#### TEXT SEGMENT:
▼

The system requires no local setup. A product manager or designer sends a prompt, and Inspect spins up a full sandboxed environment with all dependencies installed — the same developer setup an engineer would have, without the overhead.

Claude Code Itself Is Now Written by Claude Code

Cherny’s CNBC appearance builds on a broader narrative that has been developing at Anthropic since early 2026. In March of this year, Cherny confirmed via a post on X that Claude Code is 100% written by Claude Code itself. An Anthropic spokesperson told Fortune that company-wide, the figure sits between 70% and 90%.

On CNBC, Cherny extended that data point to Anthropic’s customers. “It’s everyone from the smallest startups and indie devs to the largest companies,” he said. “100% of their code is starting to be written by Claude Code.” He described the core productivity shift as a 10x acceleration: companies using Claude Code in sophisticated ways can build the same product, but do it roughly 10 times faster than before — unlocking a backlog of ideas that had previously been too expensive to pursue.

The scale of adoption supports this. On Lenny Rachitsky’s podcast in February 2026, Cherny noted that Claude Code now accounts for approximately 4% of all public GitHub commits globally, with daily active users having doubled in the preceding month. SemiAnalysis has projected that figure could reach 20% of all GitHub commits by the end of 2026.

AI Coding Tools and the Blurring of Job Titles

The implications for organisational structure are significant. Cherny told CNBC he is already observing the emergence of a new kind of worker — one who is neither a traditional engineer nor a non-technical contributor, but something in between. The anecdote about the Anthropic lawyer is illustrative: the individual had no coding background, yet produced a functional, interactive application using AI coding tools alone.

This blurring of roles aligns with a broader pattern Cherny described on Lenny’s Podcast earlier this year, where he predicted the job title “software engineer” would begin to disappear, replaced by a more generalised notion of “builder.” On that same episode, Cherny noted that Anthropic’s own engineering productivity has increased 200% per engineer since adopting agentic coding workflows internally.

Ramp’s experience offers a concrete example of how this plays out operationally. According to a case study published by project management tool Linear, Ramp’s Inspect agent accelerated the company’s culture of acting promptly on product feedback, with designers starting implementations directly in Figma before handing off to engineers — reducing the lag that typically leaves small issues sitting in backlogs.

▲

#### WORK INSTRUCTIONS:
1 - In the text on Claude Code, what share of all public GitHub commits does Claude Code account for, according to Cherny on Lenny Rachitsky's podcast?
2 - Write the next part of the text on Claude Code and AI coding tools, starting after its final sentence.

#### Collected data:
▼

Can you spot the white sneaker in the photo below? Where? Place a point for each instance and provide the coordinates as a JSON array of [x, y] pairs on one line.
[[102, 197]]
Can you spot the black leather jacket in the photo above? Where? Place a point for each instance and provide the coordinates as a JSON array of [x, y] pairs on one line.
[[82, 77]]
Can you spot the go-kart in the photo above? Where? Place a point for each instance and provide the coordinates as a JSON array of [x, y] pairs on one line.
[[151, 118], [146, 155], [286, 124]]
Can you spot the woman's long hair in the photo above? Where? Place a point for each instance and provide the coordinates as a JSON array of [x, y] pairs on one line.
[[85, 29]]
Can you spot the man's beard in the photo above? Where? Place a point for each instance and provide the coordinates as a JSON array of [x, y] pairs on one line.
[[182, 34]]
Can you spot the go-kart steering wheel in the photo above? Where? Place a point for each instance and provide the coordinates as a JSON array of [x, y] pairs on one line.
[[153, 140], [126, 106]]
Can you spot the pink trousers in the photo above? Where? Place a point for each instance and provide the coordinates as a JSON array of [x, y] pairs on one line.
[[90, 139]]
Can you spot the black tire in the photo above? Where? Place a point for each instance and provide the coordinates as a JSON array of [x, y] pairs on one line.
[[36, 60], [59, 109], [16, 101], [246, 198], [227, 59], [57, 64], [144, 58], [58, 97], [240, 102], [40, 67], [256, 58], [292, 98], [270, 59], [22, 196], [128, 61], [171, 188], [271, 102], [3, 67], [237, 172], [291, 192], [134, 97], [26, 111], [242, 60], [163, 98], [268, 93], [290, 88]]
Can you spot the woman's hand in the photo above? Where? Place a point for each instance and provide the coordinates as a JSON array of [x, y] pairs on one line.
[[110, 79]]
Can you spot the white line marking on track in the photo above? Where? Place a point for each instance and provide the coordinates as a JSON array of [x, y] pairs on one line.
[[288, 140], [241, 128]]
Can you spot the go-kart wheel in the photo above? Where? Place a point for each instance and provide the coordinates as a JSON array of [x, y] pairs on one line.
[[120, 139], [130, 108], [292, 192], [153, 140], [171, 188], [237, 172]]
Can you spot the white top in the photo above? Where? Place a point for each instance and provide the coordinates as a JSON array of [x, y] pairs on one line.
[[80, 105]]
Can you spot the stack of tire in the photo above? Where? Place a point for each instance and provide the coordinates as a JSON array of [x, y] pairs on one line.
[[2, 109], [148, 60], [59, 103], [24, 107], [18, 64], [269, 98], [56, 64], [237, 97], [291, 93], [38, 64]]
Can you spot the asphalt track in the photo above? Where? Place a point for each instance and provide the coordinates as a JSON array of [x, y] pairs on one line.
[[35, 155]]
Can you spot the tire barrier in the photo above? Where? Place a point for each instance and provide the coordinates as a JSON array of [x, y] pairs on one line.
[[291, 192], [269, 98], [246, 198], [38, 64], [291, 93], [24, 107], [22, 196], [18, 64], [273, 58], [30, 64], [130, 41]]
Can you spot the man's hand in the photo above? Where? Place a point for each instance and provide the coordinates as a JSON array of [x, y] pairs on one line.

▲

#### YOUR RESPONSES:
1 - Approximately 4% of all public GitHub commits globally.

2 -
What This Means for Enterprises Evaluating AI Coding Tools

For enterprise technology decision-makers, the shift Cherny describes is not merely a productivity story. It is a structural one. When non-engineers can ship code directly, the traditional gatekeeping function of engineering teams changes — and so does the talent and tooling calculus.

A few caveats are worth noting. Ramp’s engineering team has acknowledged that frontier models still make mistakes and require human oversight for critical decisions. Building a deeply integrated internal coding agent at Ramp’s level also required substantial AI infrastructure expertise — a bar that not every organisation can clear. Cherny’s framing on CNBC was optimistic, but the operational complexity of deploying agentic coding at scale remains real.

What is harder to dispute is the direction of travel. Whether through off-the-shelf tools like Claude Code or purpose-built internal agents like Ramp’s Inspect, the assumption that coding is a specialised, gated function appears to be eroding — faster than most enterprises have planned for.

“We had a lawyer who made a little app… he has no coding experience. We’re starting to see this across the industry.” — Boris Cherny, Head of Claude Code, Anthropic, speaking to CNBC’s Arjun Kharpal, 20 May 2026

Quotes from Boris Cherny are sourced to CNBC’s “Europe Early Edition,” 20 May 2026. The excerpts were generated using speech recognition software and may contain minor errors.